Not the smoothest path but still happy I could sync my code with what's deployed without having to recreate the databases.
I was able to upgrade both RDS and Aurora from 9.6 to 10.* by following these steps; they used to trigger resource replacement, not anymore:

upgrade the instance or cluster via the console
update the CF template to use the new engine version and parameter groups compatible with it
update the CF stacks

zhelyan on 24 Oct 2020

@zhelyan I tried to follow your steps but got an error

"The specified new engine version is same as current version: 9.6.11 (Service: AmazonRDS; Status Code: 400; Error Code: InvalidParameterCombination; Request ID: 77e56f25-0327-49b9-83cd-c224d459242a; Proxy: null)"

However I did try updating the EngineVersion to a new version in my Cloudformation Template, when I executed the changeset it upgraded the database engine immediately which is what this github issue was for. I'm far happier now we've got this functionality. We just need AWS to confirm if it's fixed and provide documentation on the recommended steps.

oliver-nettleton-emis on 26 Oct 2020

@oliver-nettleton-emis yes, forgot to mention this. Oddly this workaround was only needed for Aurora.

zhelyan on 26 Oct 2020

@oliver-nettleton-emis and @zhelyan

Some time ago (about 2 months) I had to deal with this kind of upgrade as well (I took the step to create a new snapshot and restore a new cluster from that snapshot). I took 'the long way' because I was pretty sure that updating the EngineVersion in the CloudFormation documentation said Update requires: Replacement, but I could be mistaken though.

Now apparently it states: Update requires: No interruption

I think this has changed, but I'm not 100% sure (maybe someone else can confirm?). Also I'm not sure if the engine version will be updated if it was not already (usually they push out the version updates during maintenance windows if auto minor version upgrade is enabled). Considering the error message from @zhelyan it seems some validation is in place, so that might work as well?

dveijck on 2 Nov 2020

👍1

I would really like if this issue also handled the The specified new engine version is same as current version: xx.xx error.

Our pipeline did not define this property when it was created at which point the default version was v10. Now the default version is v11 which means any new deploys done get created with v11. We would really like to stick to v10 but now can't do this due to the error above.

monemihir on 3 Nov 2020

I would really like if this issue also handled the The specified new engine version is same as current version: xx.xx error.

Our pipeline did not define this property when it was created at which point the default version was v10. Now the default version is v11 which means any new deploys done get created with v11. We would really like to stick to v10 but now can't do this due to the error above.

◆ **Data for the task**
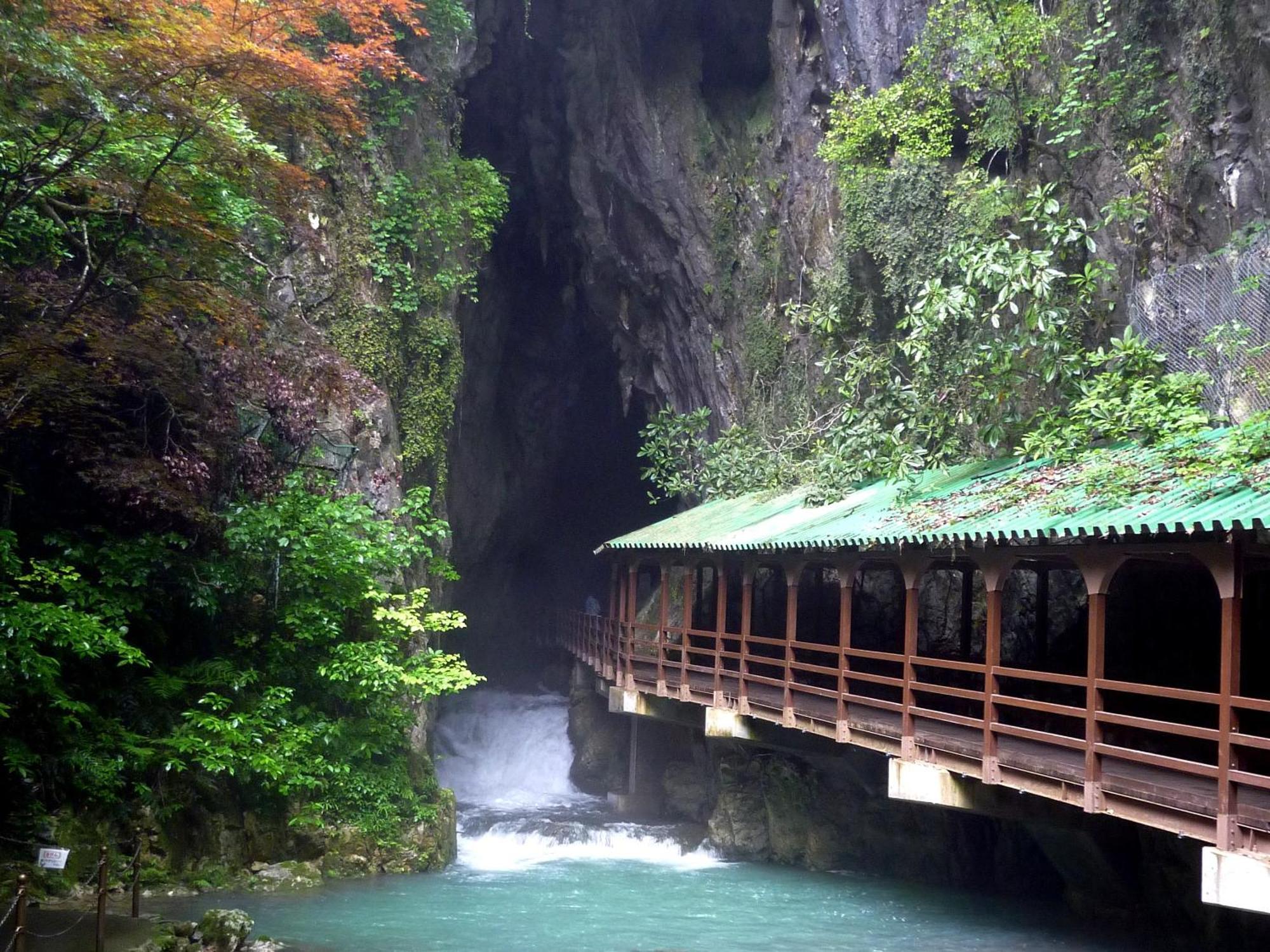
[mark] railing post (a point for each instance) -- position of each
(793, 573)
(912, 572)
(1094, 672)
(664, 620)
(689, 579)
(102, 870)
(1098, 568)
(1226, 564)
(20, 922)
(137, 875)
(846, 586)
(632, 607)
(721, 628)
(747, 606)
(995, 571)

◆ **Directives**
1. List every line of the entries that contains the string "position", treating uppercase and lowercase letters as different.
2. Write the next part of the forum thread about upgrading RDS and Aurora engine versions through CloudFormation, picking up after its last post.
The entries have no connection to the forum thread about upgrading database engines.

◆ **Task-by-task results**
1.
[mark] railing post (a point for each instance) -- position of each

2.
@monemihir a workaround for this issue is to specify the engine version in the cloud formation template when creating the stack eg: 10.7. Then on subsequent updates, use cli to get the current cluster properties. If there is no change to the engine version, the cluster and instances versions can be overridden with "!Ref 'AWS::NoValue'" in the template, sidestepping the The specified new engine version is same as current version: xx.xx issue. Bumping up the version during an update, eg: from 10.7 to 10.11, does not override the version and performs an in place upgrade of the cluster.

We have a mixture of clusters in lower environments that have been auto updated from 10.7 to 10.11, with CF drift, and production cluster that is yet to be upgraded. The original issue of _Update requires: Replacement_ blocked our pipeline but the change to _Update requires: No interruption_, combined with the above workaround appears to be working, The caveat is that it hasn't been deployed in all environments as of yet.

craigpickles-modis on 3 Nov 2020

👍1

@craigpickles-modis you mean to say put EngineVersion: "10.7" in CF code and trigger a CF update even though the cluster is already at 10.11? Wouldn't that trigger a downgrade?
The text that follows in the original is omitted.